Text excerpt ::
## Begin

15 Article 130 amended
In Article 130 of the principal Law, in the proviso to
paragraph (1), for the words “Article 94(2)” there shall
be substituted the words “Article 92A(4) and Article 94(3)”.
16 Schedule 5
amended
In paragraph 1 of Schedule 5 to the principal Law –
(a) after
sub-paragraph (3) there shall be inserted the following
sub-paragraphs –
“(3A) In a case to which sub-paragraph (3)
applies, Article 96 shall continue to have effect –
(a) for the year of assessment 2007, with the
substitution in paragraph (1) of that Article of the amount ‘one
thousand five hundred pounds’ by the amount ‘£1,200’;
(b) for the year of assessment 2008, with the
substitution in paragraph (1) of that Article of the amount
‘£1,200’ by the amount ‘£900’;
(c) for the year of assessment 2009, with the
substitution in paragraph (1) of that Article of the amount
‘£900’ by the amount ‘£600’;
(d) for the year of assessment 2010, with the
substitution in paragraph (1) of that Article of the amount
‘£600’ by the amount ‘£300’.

## End

Direction A :: Echo the amendment text word for word, between "applies, Article 96" and "the amount ‘£300’.", inclusive.
Direction B :: Please rewrite the paragraph of the amendment text that begins "In Article 130 of the principal Law" as one shorter sentence, keeping both the old and the new wording.
Direction C :: Go on with the amendment text from the point where it stops.

Dataset excerpts ::
## Begin

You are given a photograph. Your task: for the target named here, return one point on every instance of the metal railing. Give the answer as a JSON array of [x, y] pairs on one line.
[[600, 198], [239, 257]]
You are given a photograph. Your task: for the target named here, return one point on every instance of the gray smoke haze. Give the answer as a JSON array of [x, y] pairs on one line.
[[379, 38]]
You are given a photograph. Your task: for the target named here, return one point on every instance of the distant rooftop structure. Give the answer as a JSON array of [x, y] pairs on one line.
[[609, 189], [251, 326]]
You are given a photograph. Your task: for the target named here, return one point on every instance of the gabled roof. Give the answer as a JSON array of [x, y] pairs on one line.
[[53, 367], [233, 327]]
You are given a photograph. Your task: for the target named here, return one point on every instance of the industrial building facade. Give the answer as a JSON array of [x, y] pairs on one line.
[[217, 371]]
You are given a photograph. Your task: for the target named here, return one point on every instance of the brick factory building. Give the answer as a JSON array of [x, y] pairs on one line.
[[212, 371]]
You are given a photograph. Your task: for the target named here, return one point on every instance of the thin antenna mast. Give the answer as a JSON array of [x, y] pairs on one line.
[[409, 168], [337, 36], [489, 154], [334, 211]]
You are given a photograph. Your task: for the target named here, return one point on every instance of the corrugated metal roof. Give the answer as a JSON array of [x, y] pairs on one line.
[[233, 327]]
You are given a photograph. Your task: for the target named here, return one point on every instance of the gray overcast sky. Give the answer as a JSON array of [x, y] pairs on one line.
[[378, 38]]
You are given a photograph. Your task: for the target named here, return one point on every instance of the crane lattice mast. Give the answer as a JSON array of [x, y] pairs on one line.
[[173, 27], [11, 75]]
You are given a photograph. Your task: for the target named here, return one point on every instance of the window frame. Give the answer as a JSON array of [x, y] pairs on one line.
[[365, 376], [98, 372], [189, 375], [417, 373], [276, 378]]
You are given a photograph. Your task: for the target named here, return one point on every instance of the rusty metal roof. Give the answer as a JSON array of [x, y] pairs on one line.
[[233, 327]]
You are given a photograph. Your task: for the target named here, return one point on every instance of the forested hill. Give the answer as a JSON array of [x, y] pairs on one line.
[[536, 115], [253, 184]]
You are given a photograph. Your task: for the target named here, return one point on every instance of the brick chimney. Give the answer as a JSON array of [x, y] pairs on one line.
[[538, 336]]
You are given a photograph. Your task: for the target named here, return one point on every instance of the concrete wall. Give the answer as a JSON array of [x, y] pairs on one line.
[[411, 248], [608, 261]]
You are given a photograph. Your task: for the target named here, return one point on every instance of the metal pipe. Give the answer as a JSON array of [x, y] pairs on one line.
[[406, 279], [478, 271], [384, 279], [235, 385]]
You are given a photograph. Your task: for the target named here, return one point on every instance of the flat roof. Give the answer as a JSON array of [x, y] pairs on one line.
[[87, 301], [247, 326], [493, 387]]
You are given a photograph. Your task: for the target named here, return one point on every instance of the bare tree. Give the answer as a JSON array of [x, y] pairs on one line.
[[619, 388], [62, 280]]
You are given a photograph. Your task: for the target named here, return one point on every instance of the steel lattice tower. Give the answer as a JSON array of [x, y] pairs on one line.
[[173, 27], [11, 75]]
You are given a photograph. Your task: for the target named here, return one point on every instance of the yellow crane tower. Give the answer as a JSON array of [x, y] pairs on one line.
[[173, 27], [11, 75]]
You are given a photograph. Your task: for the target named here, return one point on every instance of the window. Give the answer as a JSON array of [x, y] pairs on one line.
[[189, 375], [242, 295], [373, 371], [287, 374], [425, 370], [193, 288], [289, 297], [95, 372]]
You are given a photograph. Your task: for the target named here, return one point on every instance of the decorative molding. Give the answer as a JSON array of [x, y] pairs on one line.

## End

Written reply A ::
applies, Article 96 shall continue to have effect –
(a) for the year of assessment 2007, with the
substitution in paragraph (1) of that Article of the amount ‘one
thousand five hundred pounds’ by the amount ‘£1,200’;
(b) for the year of assessment 2008, with the
substitution in paragraph (1) of that Article of the amount
‘£1,200’ by the amount ‘£900’;
(c) for the year of assessment 2009, with the
substitution in paragraph (1) of that Article of the amount
‘£900’ by the amount ‘£600’;
(d) for the year of assessment 2010, with the
substitution in paragraph (1) of that Article of the amount
‘£600’ by the amount ‘£300’.

Written reply B :: In the proviso to Article 130(1) of the principal Law, "Article 94(2)" is replaced with "Article 92A(4) and Article 94(3)".

Written reply C ::
(3B) In a case to which sub-paragraph (3) applies, Article 96
shall continue to have effect with the deletion of the word
‘higher’ in sub-paragraph (b) of the proviso.”;
(b) after
sub-paragraph (4) there shall be inserted the following
sub-paragraph –
“(4A) In a case to which sub-paragraph (4) applies,
Article 99 shall continue to have effect –
(a) for the year of assessment 2007, with the
substitution in paragraph (1) of that Article of the amount ‘one
thousand five hundred pounds’ by the amount ‘£1,200’;
(b) for the year of assessment 2008, with the
substitution in paragraph (1) of that Article of the amount
‘£1,200’ by the amount ‘£900’;
(c) for the year of assessment 2009, with the
substitution in paragraph (1) of that Article of the amount
‘£900’ by the amount ‘£600’;
(d) for the year of assessment 2010, with the
substitution in paragraph (1) of that Article of the amount
‘£600’ by the amount ‘£300’.”;
(c) after
sub-paragraph (5) there shall be inserted the following
sub-paragraph –
“(5A) In a case to which sub-paragraph (5)
applies, Article 100 shall continue to have effect –
17 Commencement of
Chapter 1
This Chapter of this Part shall have effect for the year of
assessment 2007 and ensuing years.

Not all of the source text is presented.